[Items listed in a dataset]
____

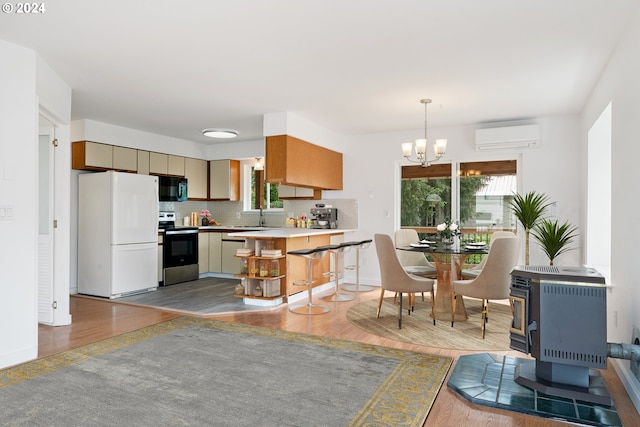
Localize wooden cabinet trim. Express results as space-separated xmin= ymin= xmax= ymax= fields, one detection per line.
xmin=72 ymin=141 xmax=113 ymax=171
xmin=209 ymin=159 xmax=240 ymax=201
xmin=265 ymin=135 xmax=342 ymax=190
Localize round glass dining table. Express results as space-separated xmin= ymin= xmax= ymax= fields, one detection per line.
xmin=397 ymin=242 xmax=488 ymax=322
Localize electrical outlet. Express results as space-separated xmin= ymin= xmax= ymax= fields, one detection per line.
xmin=631 ymin=326 xmax=640 ymax=381
xmin=236 ymin=212 xmax=241 ymax=219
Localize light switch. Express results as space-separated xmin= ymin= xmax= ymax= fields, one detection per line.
xmin=0 ymin=205 xmax=14 ymax=220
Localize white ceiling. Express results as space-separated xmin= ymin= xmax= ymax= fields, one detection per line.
xmin=1 ymin=0 xmax=638 ymax=144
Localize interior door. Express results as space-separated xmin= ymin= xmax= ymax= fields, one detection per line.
xmin=37 ymin=126 xmax=54 ymax=324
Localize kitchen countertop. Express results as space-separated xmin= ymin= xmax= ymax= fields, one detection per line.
xmin=198 ymin=226 xmax=273 ymax=232
xmin=227 ymin=228 xmax=356 ymax=238
xmin=159 ymin=226 xmax=270 ymax=234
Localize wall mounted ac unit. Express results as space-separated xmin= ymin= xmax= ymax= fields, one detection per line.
xmin=475 ymin=124 xmax=540 ymax=151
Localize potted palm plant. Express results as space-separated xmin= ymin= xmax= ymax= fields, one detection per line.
xmin=531 ymin=219 xmax=578 ymax=265
xmin=508 ymin=191 xmax=551 ymax=265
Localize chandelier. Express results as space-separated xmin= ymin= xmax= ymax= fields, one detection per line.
xmin=401 ymin=99 xmax=447 ymax=167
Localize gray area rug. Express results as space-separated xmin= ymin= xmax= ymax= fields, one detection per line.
xmin=1 ymin=318 xmax=452 ymax=426
xmin=116 ymin=277 xmax=258 ymax=314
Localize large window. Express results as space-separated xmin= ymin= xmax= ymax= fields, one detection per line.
xmin=401 ymin=163 xmax=452 ymax=227
xmin=400 ymin=160 xmax=517 ymax=237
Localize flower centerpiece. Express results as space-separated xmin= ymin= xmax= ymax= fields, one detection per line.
xmin=436 ymin=218 xmax=460 ymax=244
xmin=199 ymin=209 xmax=220 ymax=226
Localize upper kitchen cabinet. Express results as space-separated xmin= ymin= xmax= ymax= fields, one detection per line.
xmin=168 ymin=155 xmax=185 ymax=176
xmin=148 ymin=153 xmax=185 ymax=177
xmin=149 ymin=152 xmax=168 ymax=175
xmin=112 ymin=146 xmax=137 ymax=172
xmin=72 ymin=141 xmax=113 ymax=171
xmin=278 ymin=184 xmax=321 ymax=200
xmin=209 ymin=159 xmax=240 ymax=201
xmin=265 ymin=135 xmax=342 ymax=190
xmin=184 ymin=157 xmax=208 ymax=200
xmin=150 ymin=152 xmax=185 ymax=176
xmin=137 ymin=150 xmax=150 ymax=174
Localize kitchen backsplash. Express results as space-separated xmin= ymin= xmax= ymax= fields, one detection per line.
xmin=159 ymin=198 xmax=358 ymax=229
xmin=284 ymin=199 xmax=358 ymax=229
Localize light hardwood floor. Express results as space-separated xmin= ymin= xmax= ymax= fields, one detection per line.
xmin=39 ymin=291 xmax=639 ymax=426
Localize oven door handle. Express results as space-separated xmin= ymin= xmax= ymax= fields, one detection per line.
xmin=165 ymin=228 xmax=199 ymax=236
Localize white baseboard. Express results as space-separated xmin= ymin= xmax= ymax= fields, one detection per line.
xmin=611 ymin=358 xmax=640 ymax=415
xmin=287 ymin=282 xmax=335 ymax=304
xmin=0 ymin=346 xmax=37 ymax=370
xmin=242 ymin=296 xmax=284 ymax=307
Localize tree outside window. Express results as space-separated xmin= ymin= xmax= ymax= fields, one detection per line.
xmin=251 ymin=168 xmax=283 ymax=210
xmin=400 ymin=160 xmax=516 ymax=233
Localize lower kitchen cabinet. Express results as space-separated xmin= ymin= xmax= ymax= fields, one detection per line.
xmin=198 ymin=231 xmax=209 ymax=274
xmin=208 ymin=232 xmax=222 ymax=273
xmin=199 ymin=231 xmax=269 ymax=276
xmin=221 ymin=239 xmax=243 ymax=274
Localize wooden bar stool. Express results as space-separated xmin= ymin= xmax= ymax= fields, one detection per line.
xmin=342 ymin=239 xmax=374 ymax=292
xmin=287 ymin=247 xmax=330 ymax=314
xmin=320 ymin=243 xmax=355 ymax=302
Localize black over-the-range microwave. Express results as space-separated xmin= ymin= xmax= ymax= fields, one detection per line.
xmin=158 ymin=176 xmax=188 ymax=202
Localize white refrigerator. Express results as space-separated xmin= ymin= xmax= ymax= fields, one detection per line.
xmin=78 ymin=171 xmax=159 ymax=298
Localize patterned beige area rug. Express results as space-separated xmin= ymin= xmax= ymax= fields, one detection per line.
xmin=347 ymin=297 xmax=512 ymax=351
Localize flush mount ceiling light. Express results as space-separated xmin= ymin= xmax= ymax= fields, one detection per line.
xmin=402 ymin=98 xmax=447 ymax=167
xmin=202 ymin=128 xmax=238 ymax=139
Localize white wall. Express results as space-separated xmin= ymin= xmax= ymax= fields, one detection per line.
xmin=263 ymin=111 xmax=347 ymax=152
xmin=71 ymin=119 xmax=207 ymax=159
xmin=581 ymin=7 xmax=640 ymax=410
xmin=335 ymin=116 xmax=583 ymax=285
xmin=0 ymin=40 xmax=39 ymax=369
xmin=37 ymin=55 xmax=73 ymax=327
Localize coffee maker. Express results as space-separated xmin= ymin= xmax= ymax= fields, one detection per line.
xmin=310 ymin=207 xmax=338 ymax=229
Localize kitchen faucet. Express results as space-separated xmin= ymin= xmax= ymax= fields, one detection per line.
xmin=259 ymin=206 xmax=266 ymax=227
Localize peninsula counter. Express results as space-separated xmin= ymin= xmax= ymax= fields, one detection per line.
xmin=228 ymin=228 xmax=356 ymax=303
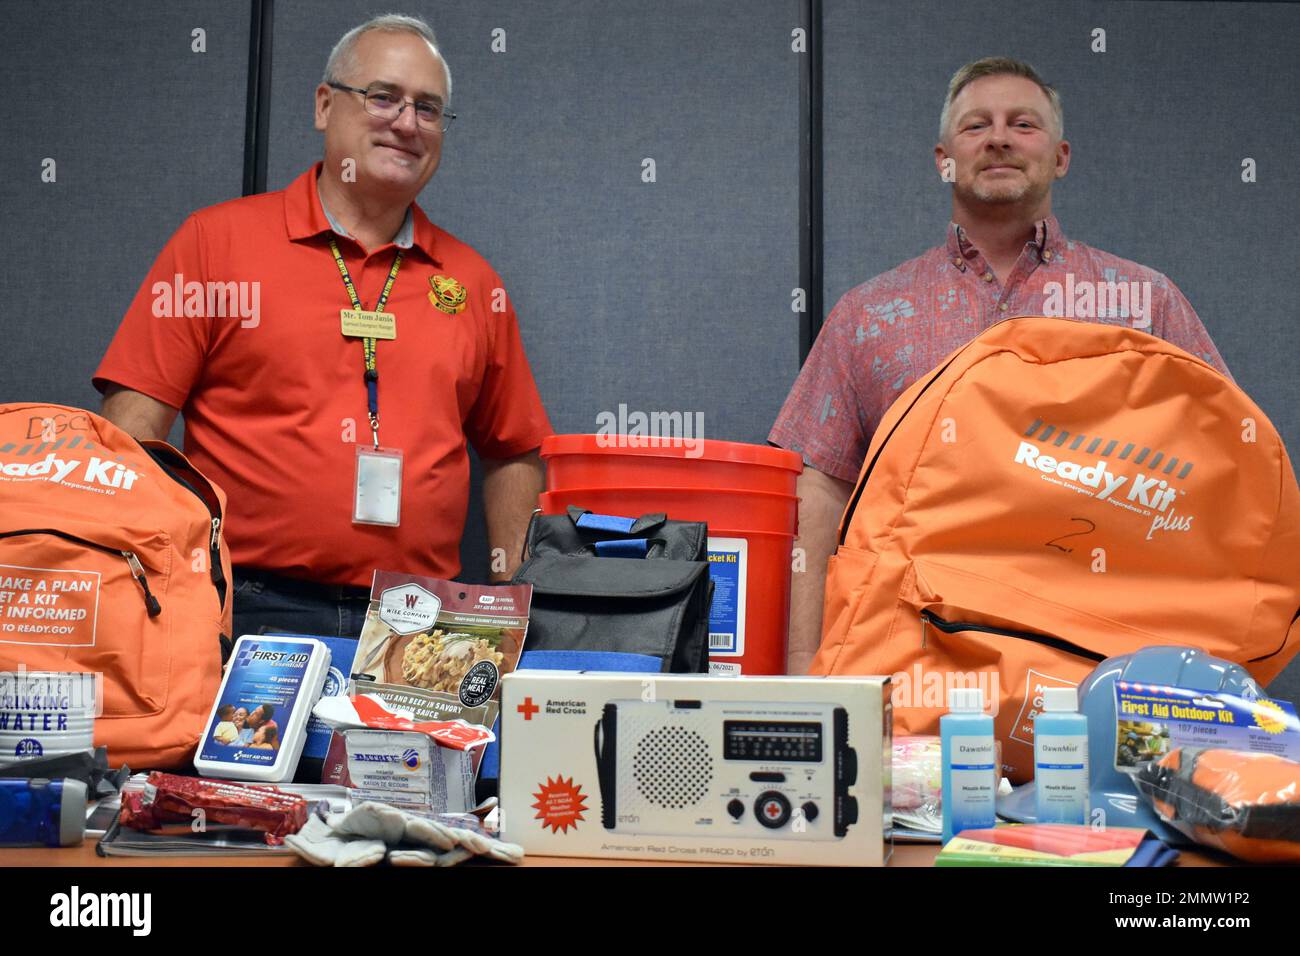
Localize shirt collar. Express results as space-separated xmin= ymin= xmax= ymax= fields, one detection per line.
xmin=946 ymin=214 xmax=1069 ymax=266
xmin=320 ymin=194 xmax=414 ymax=249
xmin=284 ymin=162 xmax=440 ymax=262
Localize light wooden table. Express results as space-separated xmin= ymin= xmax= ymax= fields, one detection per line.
xmin=0 ymin=838 xmax=1230 ymax=867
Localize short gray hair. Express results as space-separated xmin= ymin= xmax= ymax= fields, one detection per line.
xmin=323 ymin=13 xmax=452 ymax=102
xmin=939 ymin=56 xmax=1062 ymax=141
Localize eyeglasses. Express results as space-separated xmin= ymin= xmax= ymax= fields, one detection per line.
xmin=327 ymin=82 xmax=456 ymax=133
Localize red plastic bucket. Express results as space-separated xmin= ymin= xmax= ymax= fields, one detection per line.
xmin=543 ymin=434 xmax=801 ymax=496
xmin=538 ymin=488 xmax=798 ymax=537
xmin=539 ymin=436 xmax=803 ymax=675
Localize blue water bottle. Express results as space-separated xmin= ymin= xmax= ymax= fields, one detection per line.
xmin=0 ymin=778 xmax=87 ymax=847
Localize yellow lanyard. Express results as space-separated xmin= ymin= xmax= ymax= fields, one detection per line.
xmin=328 ymin=239 xmax=403 ymax=447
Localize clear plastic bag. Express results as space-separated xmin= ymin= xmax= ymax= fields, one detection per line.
xmin=893 ymin=735 xmax=942 ymax=833
xmin=1133 ymin=746 xmax=1300 ymax=863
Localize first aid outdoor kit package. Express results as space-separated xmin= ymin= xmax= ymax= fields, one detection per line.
xmin=512 ymin=507 xmax=713 ymax=673
xmin=0 ymin=403 xmax=233 ymax=770
xmin=194 ymin=635 xmax=331 ymax=783
xmin=1108 ymin=678 xmax=1300 ymax=863
xmin=814 ymin=316 xmax=1300 ymax=783
xmin=499 ymin=671 xmax=891 ymax=866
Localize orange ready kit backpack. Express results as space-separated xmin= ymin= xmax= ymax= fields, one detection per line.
xmin=0 ymin=404 xmax=232 ymax=769
xmin=813 ymin=317 xmax=1300 ymax=782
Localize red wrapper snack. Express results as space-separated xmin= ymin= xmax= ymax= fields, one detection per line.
xmin=119 ymin=772 xmax=310 ymax=844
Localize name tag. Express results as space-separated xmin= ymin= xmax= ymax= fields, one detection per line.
xmin=340 ymin=309 xmax=397 ymax=340
xmin=354 ymin=446 xmax=403 ymax=526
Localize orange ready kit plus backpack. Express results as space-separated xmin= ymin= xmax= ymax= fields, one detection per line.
xmin=0 ymin=404 xmax=232 ymax=768
xmin=814 ymin=317 xmax=1300 ymax=781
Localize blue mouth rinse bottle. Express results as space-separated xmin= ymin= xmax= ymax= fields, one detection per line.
xmin=1033 ymin=686 xmax=1090 ymax=825
xmin=941 ymin=687 xmax=997 ymax=844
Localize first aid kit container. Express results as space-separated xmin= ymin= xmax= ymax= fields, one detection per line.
xmin=539 ymin=435 xmax=802 ymax=675
xmin=194 ymin=635 xmax=331 ymax=783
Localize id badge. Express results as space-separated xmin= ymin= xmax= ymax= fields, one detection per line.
xmin=354 ymin=446 xmax=403 ymax=526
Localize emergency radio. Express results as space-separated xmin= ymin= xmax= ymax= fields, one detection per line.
xmin=594 ymin=699 xmax=857 ymax=839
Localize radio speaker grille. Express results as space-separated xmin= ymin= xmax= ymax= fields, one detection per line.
xmin=632 ymin=724 xmax=713 ymax=808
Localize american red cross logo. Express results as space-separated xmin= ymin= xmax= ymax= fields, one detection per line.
xmin=765 ymin=802 xmax=781 ymax=819
xmin=518 ymin=697 xmax=540 ymax=721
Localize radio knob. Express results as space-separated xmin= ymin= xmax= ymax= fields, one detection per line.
xmin=755 ymin=791 xmax=792 ymax=829
xmin=841 ymin=749 xmax=858 ymax=787
xmin=842 ymin=796 xmax=859 ymax=827
xmin=801 ymin=801 xmax=819 ymax=823
xmin=727 ymin=799 xmax=745 ymax=819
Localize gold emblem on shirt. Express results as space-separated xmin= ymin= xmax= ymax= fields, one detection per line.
xmin=428 ymin=275 xmax=468 ymax=314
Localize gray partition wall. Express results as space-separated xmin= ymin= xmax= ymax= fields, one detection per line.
xmin=0 ymin=0 xmax=250 ymax=437
xmin=265 ymin=0 xmax=804 ymax=578
xmin=820 ymin=0 xmax=1300 ymax=697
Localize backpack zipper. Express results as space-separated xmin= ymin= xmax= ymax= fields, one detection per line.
xmin=838 ymin=351 xmax=963 ymax=546
xmin=836 ymin=316 xmax=1084 ymax=546
xmin=918 ymin=609 xmax=1105 ymax=663
xmin=0 ymin=528 xmax=161 ymax=617
xmin=142 ymin=446 xmax=226 ymax=610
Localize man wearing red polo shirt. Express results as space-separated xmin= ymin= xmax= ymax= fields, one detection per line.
xmin=773 ymin=57 xmax=1230 ymax=674
xmin=94 ymin=15 xmax=551 ymax=639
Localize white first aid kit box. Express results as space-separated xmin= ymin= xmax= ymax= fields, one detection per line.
xmin=194 ymin=635 xmax=331 ymax=783
xmin=500 ymin=672 xmax=892 ymax=866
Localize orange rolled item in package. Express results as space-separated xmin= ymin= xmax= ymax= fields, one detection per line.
xmin=1135 ymin=747 xmax=1300 ymax=863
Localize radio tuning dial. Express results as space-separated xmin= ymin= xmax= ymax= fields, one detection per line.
xmin=755 ymin=791 xmax=792 ymax=829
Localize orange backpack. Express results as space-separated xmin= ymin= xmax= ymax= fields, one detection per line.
xmin=0 ymin=404 xmax=232 ymax=769
xmin=812 ymin=317 xmax=1300 ymax=782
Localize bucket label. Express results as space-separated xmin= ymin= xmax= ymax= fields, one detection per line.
xmin=706 ymin=537 xmax=747 ymax=657
xmin=0 ymin=565 xmax=100 ymax=647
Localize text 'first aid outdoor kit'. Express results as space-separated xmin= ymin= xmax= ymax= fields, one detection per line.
xmin=814 ymin=317 xmax=1300 ymax=783
xmin=0 ymin=404 xmax=233 ymax=770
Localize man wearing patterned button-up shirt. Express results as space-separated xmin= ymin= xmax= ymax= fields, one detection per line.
xmin=772 ymin=57 xmax=1230 ymax=674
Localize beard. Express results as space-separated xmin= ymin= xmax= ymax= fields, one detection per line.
xmin=958 ymin=166 xmax=1050 ymax=207
xmin=971 ymin=176 xmax=1030 ymax=204
xmin=956 ymin=159 xmax=1055 ymax=208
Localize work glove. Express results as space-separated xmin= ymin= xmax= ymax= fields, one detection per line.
xmin=286 ymin=800 xmax=523 ymax=868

____

◆ EXERCISE REQUIREMENTS: From the line with "Localize bucket label." to the final line of the data above, please reproduce every line exactly and add nothing.

◆ RESPONSE BELOW:
Localize bucket label. Express results as space-separated xmin= ymin= xmax= ymax= fields, one detection per line.
xmin=706 ymin=537 xmax=747 ymax=657
xmin=0 ymin=565 xmax=100 ymax=647
Localize text 'first aid outdoor kit'. Express results as space-separated xmin= ymin= xmax= ymax= fields, one detection per line.
xmin=814 ymin=317 xmax=1300 ymax=783
xmin=0 ymin=404 xmax=233 ymax=770
Localize man wearing patterned button-up shirt. Express results as space-separated xmin= ymin= xmax= ymax= fields, one detection per line.
xmin=772 ymin=57 xmax=1230 ymax=674
Localize beard. Express results as space-separated xmin= ymin= xmax= ymax= fields, one detection per line.
xmin=958 ymin=166 xmax=1050 ymax=207
xmin=971 ymin=176 xmax=1030 ymax=204
xmin=956 ymin=159 xmax=1055 ymax=208
Localize work glove. Express results as space-separated xmin= ymin= xmax= ymax= fields, one detection per line.
xmin=286 ymin=800 xmax=523 ymax=868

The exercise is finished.